*Written exercise:* Rewrite the lines from the one containing "Bet you can't find the grass" through the last line, inclusive, swapping "bush" for "shrub" and leaving everything else unchanged.

*Supplied information:*
────────
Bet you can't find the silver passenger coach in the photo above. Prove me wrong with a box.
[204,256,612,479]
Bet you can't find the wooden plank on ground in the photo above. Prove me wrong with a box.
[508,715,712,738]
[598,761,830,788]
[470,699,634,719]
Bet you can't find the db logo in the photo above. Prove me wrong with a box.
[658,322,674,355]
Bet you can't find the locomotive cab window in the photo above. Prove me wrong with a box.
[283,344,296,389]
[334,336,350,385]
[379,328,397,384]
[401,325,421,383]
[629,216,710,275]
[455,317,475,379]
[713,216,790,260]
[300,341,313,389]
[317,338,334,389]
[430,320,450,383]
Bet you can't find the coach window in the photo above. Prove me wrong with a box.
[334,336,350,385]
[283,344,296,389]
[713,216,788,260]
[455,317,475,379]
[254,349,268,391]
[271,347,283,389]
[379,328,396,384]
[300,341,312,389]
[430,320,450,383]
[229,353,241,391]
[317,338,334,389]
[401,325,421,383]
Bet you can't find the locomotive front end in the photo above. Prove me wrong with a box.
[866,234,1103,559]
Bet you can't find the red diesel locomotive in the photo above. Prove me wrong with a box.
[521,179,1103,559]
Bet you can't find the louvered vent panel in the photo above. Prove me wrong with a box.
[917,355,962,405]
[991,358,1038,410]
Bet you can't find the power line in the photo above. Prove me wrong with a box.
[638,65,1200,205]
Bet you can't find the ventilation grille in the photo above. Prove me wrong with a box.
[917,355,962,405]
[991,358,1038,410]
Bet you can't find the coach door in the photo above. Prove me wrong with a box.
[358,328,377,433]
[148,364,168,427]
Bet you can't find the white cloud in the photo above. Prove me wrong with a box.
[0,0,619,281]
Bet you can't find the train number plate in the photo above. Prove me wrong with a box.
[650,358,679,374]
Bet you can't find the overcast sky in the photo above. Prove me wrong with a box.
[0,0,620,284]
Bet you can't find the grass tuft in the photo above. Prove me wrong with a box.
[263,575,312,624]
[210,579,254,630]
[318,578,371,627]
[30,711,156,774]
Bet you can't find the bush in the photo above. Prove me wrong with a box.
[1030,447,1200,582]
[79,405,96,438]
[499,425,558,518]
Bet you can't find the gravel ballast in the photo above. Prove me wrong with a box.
────────
*Result for this exercise:*
Bet you can't find the grass tuft in the photo above. Prove me wrong with a box.
[263,575,312,624]
[210,579,254,630]
[318,578,371,627]
[30,711,156,774]
Bet you can't find the shrub in the photo above. Prove me wrong with a box.
[1030,447,1200,582]
[79,405,96,438]
[499,425,558,518]
Bet you can't find the gravel ballast in the photo above. Prove me wrong with a box.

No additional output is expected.